======== INPUT MATERIAL ========

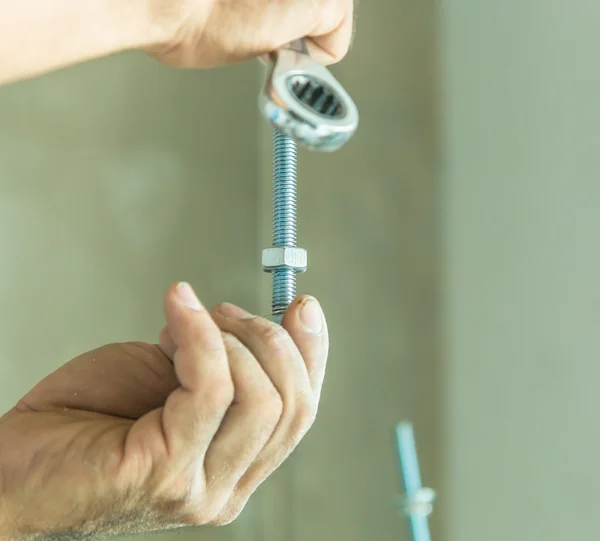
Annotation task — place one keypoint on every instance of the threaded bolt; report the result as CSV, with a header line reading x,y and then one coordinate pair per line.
x,y
285,164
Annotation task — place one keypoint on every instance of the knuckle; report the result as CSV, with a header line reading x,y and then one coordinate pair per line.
x,y
274,335
231,511
304,417
271,404
219,394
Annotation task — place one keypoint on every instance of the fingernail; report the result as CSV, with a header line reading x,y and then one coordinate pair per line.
x,y
311,316
187,297
234,312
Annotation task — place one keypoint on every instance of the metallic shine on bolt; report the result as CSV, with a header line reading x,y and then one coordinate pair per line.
x,y
305,104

========

> **PROBLEM TO SOLVE**:
Pictures aside, return all the entries above exactly.

> **EXERCISE SOLUTION**:
Annotation task — place one keypoint on every instance of the threaded bolt; report the result as CSV, with a header line reading x,y and then one coordinate pair per line.
x,y
285,164
Annotation task — place one keypoint on every instance of the knuckle; report the result as CSV, with a header line reading x,y and then one coordinate pair per line.
x,y
274,335
231,511
304,417
271,404
219,394
Annotation task — place one keypoint on every instance of the fingernail; report the result as CSV, with a header line reading x,y and then one coordinate pair per line.
x,y
311,316
187,297
234,312
Annotation task — place one keypoint on every instance of the metallic shine on bolt; report the result as CSV, with a header line reading x,y and then one coordinate pair per line.
x,y
305,104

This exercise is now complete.